> _PROBLEMS AND TASKS_:
A. Please list every author named on the paper page below.
B. According to the paper page below, how many human participants were evaluated?

Knowing But Not Doing: Convergent Morality and Divergent Action in LLMs
Jen-tse Huang, Jiantong Qin, Xueli Qiu, Sharon Levy, Michelle R. Kaufman, Mark Dredze
TL;DR
This work tackles how LLMs represent and enact human values by pairing self-reported values (PVQ-40) with enacted choices in ValAct-15k, a 3,000-scenario benchmark drawn from Reddit and grounded in Schwartz's ten basic values. It evaluates ten frontier LLMs and 55 human participants across five domains, revealing near-perfect cross-model convergence in value-enactment ($r \approx 1.0$) but substantial human variability and a systematic knowledge–action gap ($r \approx 0.3\-0.4$). A second experiment shows role-play resistance, with value-adoption prompts reducing performance by up to $6.6\%$ (and up to $10\%$ in constrained cases), indicating limits of instruction-tuning for stable value-conditioned behavior. The findings imply that current alignment pipelines yield normative but homogeneous value profiles and that scenario-based behavioral benchmarks are essential to capture enacted values, with important implications for safety, governance, and the deployment of AI in value-laden domains.
Abstract
Value alignment is central to the development of safe and socially compatible artificial intelligence. However, how Large Language Models (LLMs) represent and enact human values in real-world decision contexts remains under-explored. We present ValAct-15k, a dataset of 3,000 advice-seeking scenarios derived from Reddit, designed to elicit ten values defined by Schwartz Theory of Basic Human Values. Using both the scenario-based questions and the traditional value questionnaire, we evaluate ten frontier LLMs (five from U.S. companies, five from Chinese ones) and human participants ($n = 55$). We find near-perfect cross-model consistency in scenario-based decisions (Pearson $r \approx 1.0$), contrasting sharply with the broad variability observed among humans ($r \in [-0.79, 0.98]$). Yet, both humans and LLMs show weak correspondence between self-reported and enacted values ($r = 0.4, 0.3$), revealing a systematic knowledge-action gap. When instructed to "hold" a specific value, LLMs' performance declines up to $6.6%$ compared to merely selecting the value, indicating a role-play aversion. These findings suggest that while alignment training yields normative value convergence, it does not eliminate the human-like incoherence between knowing and acting upon values.

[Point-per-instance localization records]
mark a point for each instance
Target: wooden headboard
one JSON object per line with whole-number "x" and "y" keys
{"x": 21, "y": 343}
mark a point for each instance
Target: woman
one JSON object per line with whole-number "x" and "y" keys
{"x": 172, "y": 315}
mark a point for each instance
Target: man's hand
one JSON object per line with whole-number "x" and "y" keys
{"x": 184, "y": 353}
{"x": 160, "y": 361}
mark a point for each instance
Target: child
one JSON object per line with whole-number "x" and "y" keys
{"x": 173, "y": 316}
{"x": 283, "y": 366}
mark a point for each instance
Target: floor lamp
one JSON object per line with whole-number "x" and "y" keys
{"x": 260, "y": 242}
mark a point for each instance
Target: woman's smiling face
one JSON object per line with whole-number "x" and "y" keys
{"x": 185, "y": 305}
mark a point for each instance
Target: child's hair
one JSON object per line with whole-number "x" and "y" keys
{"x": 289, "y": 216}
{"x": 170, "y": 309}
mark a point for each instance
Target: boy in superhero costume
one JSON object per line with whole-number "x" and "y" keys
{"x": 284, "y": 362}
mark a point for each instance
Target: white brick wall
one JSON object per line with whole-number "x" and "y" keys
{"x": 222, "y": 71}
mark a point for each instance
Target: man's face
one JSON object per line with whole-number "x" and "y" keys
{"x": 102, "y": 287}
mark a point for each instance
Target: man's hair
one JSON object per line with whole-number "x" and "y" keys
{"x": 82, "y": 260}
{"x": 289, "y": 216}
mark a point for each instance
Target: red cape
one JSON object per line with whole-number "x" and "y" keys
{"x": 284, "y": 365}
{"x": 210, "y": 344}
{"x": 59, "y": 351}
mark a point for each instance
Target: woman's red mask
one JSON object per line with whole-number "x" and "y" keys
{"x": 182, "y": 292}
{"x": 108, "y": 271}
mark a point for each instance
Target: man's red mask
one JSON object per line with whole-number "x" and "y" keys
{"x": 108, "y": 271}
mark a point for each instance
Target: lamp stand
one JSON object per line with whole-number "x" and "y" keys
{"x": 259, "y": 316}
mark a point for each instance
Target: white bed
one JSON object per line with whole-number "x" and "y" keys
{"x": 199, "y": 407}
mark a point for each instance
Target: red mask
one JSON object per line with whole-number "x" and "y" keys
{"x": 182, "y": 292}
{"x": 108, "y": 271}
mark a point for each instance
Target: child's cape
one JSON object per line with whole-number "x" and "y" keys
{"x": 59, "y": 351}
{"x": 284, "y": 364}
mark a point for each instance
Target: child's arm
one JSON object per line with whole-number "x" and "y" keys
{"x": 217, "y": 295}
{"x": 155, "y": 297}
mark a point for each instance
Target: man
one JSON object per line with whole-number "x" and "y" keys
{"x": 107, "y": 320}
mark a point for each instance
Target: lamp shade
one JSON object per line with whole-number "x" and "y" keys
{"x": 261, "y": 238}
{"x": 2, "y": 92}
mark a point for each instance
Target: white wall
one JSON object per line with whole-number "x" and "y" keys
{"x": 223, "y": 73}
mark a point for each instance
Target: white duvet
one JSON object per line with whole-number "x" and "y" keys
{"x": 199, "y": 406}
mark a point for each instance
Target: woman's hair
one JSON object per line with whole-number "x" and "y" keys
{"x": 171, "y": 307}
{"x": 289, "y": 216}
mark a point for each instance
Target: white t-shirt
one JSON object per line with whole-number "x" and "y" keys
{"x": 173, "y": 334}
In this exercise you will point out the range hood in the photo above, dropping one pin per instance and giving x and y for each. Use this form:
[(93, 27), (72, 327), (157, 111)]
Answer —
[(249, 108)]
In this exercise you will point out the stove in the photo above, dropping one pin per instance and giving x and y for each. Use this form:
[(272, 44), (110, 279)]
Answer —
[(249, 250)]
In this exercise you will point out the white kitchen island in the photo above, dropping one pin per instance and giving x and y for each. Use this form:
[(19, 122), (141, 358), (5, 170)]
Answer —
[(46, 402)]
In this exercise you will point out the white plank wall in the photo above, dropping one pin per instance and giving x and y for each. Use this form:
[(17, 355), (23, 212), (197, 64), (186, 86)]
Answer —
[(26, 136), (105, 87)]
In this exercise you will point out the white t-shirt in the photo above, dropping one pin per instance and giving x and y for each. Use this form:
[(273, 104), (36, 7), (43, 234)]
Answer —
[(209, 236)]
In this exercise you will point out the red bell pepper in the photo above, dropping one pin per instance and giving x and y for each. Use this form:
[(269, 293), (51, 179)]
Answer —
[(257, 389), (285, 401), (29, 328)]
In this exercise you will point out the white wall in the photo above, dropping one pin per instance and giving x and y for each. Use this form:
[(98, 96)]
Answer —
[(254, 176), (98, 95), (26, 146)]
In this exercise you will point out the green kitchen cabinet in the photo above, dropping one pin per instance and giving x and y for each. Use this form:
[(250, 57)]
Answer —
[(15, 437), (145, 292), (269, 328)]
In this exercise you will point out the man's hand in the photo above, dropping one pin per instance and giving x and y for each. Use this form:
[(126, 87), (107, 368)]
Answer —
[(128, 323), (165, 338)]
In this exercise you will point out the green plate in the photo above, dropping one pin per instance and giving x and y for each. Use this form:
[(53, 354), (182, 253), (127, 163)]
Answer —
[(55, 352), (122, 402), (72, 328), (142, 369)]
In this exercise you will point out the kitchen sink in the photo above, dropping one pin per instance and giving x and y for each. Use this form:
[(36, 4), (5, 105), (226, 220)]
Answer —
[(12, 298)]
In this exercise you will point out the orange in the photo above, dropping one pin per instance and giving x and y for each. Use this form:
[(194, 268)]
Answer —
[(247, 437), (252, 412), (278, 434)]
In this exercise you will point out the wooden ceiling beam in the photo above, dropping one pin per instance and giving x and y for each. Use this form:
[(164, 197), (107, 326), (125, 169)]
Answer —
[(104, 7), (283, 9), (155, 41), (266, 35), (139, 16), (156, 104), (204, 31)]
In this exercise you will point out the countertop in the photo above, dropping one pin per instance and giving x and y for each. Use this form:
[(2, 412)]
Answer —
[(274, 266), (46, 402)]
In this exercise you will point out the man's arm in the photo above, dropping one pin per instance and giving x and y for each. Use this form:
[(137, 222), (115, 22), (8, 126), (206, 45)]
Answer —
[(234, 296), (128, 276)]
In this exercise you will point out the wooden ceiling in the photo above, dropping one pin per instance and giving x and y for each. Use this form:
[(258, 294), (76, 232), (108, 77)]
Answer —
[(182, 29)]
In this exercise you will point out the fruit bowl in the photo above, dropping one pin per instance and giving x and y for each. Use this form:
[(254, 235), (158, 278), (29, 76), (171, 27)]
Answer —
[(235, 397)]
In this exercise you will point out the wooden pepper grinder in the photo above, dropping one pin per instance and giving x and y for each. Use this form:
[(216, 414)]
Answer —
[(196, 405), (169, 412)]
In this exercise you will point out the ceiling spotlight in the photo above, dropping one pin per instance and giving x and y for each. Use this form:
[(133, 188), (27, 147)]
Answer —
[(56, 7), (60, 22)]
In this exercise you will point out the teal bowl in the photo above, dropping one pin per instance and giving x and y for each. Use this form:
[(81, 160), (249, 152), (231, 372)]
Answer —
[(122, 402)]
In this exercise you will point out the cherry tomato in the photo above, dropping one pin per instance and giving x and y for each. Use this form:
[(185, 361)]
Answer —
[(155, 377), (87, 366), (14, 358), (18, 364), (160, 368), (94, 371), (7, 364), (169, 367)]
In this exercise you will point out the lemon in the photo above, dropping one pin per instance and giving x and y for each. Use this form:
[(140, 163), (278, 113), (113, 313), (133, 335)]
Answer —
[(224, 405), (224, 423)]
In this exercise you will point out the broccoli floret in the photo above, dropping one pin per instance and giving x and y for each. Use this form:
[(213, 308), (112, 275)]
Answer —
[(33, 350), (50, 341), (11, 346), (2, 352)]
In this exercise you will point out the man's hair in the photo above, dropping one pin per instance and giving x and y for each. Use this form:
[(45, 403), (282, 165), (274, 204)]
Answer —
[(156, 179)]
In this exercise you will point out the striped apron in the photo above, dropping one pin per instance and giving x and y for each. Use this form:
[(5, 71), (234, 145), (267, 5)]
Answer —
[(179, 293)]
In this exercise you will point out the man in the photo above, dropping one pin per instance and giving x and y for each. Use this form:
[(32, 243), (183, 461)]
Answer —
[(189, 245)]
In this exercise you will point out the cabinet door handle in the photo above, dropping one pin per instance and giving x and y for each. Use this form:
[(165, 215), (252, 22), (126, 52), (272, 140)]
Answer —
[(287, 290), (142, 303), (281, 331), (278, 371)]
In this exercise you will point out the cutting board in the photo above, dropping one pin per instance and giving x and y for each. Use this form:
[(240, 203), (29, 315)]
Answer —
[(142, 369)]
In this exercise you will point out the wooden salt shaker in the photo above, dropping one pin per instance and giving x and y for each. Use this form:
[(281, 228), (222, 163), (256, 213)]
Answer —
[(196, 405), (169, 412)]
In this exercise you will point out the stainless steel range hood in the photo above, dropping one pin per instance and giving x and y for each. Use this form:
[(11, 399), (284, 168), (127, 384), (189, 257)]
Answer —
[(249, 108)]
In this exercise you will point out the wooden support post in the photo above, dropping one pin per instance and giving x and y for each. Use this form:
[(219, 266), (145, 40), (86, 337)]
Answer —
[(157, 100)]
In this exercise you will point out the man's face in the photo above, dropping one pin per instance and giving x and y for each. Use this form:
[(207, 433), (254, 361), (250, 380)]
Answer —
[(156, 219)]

> _ANSWERS GIVEN_:
A. Jen-tse Huang, Jiantong Qin, Xueli Qiu, Sharon Levy, Michelle R. Kaufman, Mark Dredze

B. 55